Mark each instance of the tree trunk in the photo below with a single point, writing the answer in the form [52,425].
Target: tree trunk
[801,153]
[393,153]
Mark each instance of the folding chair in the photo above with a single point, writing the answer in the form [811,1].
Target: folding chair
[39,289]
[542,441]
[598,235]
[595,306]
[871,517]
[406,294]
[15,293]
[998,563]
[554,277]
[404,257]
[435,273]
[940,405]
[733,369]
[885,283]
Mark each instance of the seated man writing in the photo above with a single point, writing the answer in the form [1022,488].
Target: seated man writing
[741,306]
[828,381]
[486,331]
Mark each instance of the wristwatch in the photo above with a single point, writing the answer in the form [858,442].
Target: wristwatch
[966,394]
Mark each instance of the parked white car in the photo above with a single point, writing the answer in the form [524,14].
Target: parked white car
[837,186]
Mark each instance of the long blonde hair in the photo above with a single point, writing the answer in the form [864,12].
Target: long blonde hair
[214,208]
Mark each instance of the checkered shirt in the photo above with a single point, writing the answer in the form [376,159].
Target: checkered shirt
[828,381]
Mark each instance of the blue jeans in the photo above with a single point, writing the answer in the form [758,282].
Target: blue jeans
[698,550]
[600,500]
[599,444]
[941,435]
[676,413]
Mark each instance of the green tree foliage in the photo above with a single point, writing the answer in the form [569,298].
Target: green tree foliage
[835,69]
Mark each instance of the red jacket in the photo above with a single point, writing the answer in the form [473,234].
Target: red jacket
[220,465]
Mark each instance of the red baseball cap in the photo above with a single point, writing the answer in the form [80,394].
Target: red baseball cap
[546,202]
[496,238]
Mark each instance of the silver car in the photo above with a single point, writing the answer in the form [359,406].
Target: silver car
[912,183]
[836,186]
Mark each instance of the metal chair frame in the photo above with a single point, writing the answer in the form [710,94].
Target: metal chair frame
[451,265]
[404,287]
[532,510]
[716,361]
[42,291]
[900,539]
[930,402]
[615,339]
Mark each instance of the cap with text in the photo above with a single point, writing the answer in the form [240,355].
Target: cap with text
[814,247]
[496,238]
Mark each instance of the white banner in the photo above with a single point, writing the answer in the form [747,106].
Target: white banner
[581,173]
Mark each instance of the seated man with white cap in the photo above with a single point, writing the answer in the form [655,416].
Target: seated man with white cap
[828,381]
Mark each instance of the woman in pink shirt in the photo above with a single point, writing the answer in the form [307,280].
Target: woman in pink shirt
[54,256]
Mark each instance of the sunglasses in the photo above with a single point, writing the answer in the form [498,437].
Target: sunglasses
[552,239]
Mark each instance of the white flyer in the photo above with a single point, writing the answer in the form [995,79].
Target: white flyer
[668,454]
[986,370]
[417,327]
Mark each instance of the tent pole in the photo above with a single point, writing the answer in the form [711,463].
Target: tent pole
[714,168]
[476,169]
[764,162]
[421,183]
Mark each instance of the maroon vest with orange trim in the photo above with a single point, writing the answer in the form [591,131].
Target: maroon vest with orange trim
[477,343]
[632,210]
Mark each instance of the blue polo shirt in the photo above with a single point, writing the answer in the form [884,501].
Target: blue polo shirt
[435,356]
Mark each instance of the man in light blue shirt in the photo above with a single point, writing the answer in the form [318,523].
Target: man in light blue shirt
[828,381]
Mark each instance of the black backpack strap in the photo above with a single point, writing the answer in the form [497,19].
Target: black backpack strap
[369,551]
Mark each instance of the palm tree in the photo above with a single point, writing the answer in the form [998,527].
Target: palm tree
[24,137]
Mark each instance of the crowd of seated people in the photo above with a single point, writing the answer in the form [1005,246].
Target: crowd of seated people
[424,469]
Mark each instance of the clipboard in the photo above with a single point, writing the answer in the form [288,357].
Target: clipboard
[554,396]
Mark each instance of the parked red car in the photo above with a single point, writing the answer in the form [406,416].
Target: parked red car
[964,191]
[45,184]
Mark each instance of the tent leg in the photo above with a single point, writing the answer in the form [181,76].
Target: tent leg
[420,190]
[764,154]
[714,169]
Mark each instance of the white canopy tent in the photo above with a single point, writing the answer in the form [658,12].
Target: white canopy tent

- Your task: With no alteration of any kind, give the data again in full.

- Task solution:
Mark each instance of the tree trunk in the photo below with a single point, writing the answer in the form [52,425].
Target: tree trunk
[801,153]
[393,153]
Mark each instance of the folding chair in the photo above with a single point, writing the answer in the form [811,1].
Target: folding chair
[39,289]
[542,441]
[598,235]
[595,306]
[871,517]
[406,294]
[15,293]
[998,563]
[554,277]
[404,257]
[435,273]
[940,405]
[733,369]
[885,283]
Mark each instance of the seated man writing in the photo above with a single point, writing the answer in the form [1022,488].
Target: seated man writing
[741,306]
[828,381]
[486,331]
Mark each instance of the wristwatch in the photo above with a single point, writing the answer in the form [858,442].
Target: wristwatch
[966,394]
Mark each instance of the parked white car in the photo above with a single point, writing the answer in the form [524,14].
Target: parked white car
[837,186]
Mark each instance of the long blonde hair in the photo above with a single point, writing the answer in the form [864,12].
Target: long blonde hair
[214,208]
Mark each instance of the checkered shirt in the photo above with a single point, writing the answer in the form [376,159].
Target: checkered shirt
[828,381]
Mark each instance of the blue jeans in the photo above with a single point, writing the answer in the form [758,282].
Target: blue jeans
[698,550]
[600,500]
[599,444]
[941,435]
[676,413]
Mark each instance of the green tree foliage in the photo above with a single point, writing the answer in the form [569,298].
Target: green tree foliage
[835,69]
Mark each instance of the red jacket in the photo above with a single point, writing the answer in the form [473,234].
Target: red jacket
[220,465]
Mark each instance of the red baseball cap in the photo above with a single point, writing the answer in the form [80,394].
Target: red baseball cap
[546,202]
[496,238]
Mark each instance of the silver car in the photo above with a single point, writing the answer in the form [359,406].
Target: silver car
[912,183]
[836,186]
Mark each instance of the metal chair frame in the photo above with a single point, writing the answer in the form [710,94].
Target: metal chair frame
[451,265]
[404,287]
[532,510]
[716,361]
[42,291]
[900,539]
[930,402]
[615,339]
Mark each instance of the cap with text in the photo above with a single point, writing the answer in the form [240,355].
Target: cap with text
[814,247]
[496,238]
Mark each instance of the white banner in the photo above with a single point, writing the answer in the form [747,106].
Target: white banner
[581,173]
Mark each instance of the seated man with white cap in the photo above with a single point, writing the answer in the form [655,416].
Target: seated man with white cap
[828,381]
Mark each instance of the woman in pink shirt in the photo above with a single point, writing the answer in the form [307,280].
Target: woman in pink shirt
[54,256]
Mark each instance of the sunglasses in the photo above with a single point, writing the answer in the form [498,437].
Target: sunglasses
[552,239]
Mark each instance of the white flyer in the photo above with a single point, writing the answer in the form [995,79].
Target: white flyer
[668,454]
[986,370]
[417,327]
Mark each instance of the tent pole in the photo above with a single point, writing the answer in the form [711,463].
Target: tent pole
[714,168]
[476,169]
[764,162]
[421,183]
Mark each instance of the maroon vest with orange trim in the photo above with a single point, writing the answer in the form [591,131].
Target: maroon vest with orange trim
[477,343]
[632,210]
Mark each instance of the blue polo shirt in the photo above with a single point, writing the answer in the form [884,501].
Target: blue polo shirt
[435,356]
Mark each instance of the man in light blue shirt in the photo above with a single point, writing the answer in the form [318,523].
Target: man in light blue shirt
[828,381]
Mark each instance of the black backpack strap in the photo above with a single point, writing the answer in the form [497,19].
Target: black backpack strap
[369,551]
Mark each instance of the palm tree in the photo above with a single point, writing the answer in the form [998,527].
Target: palm tree
[24,137]
Mark each instance of the crowd of seated people in the photo above with a single point, writing the answer in the form [1005,246].
Target: crowd of seated people
[424,469]
Mark each instance of the clipboard in the photo above with a single point, writing the answer in the form [288,357].
Target: clipboard
[554,396]
Mark each instance of the parked red car in the photo above with a single point, writing the answer in the form [406,416].
Target: parked red car
[964,191]
[45,184]
Mark each instance of the tent leg in the photo above with a single point, writing the answer in the form [181,76].
Target: tent leg
[420,190]
[764,154]
[714,169]
Mark each instance of the white canopy tent in the photo above with a single point, writing the answer in the form [658,12].
Target: white canopy tent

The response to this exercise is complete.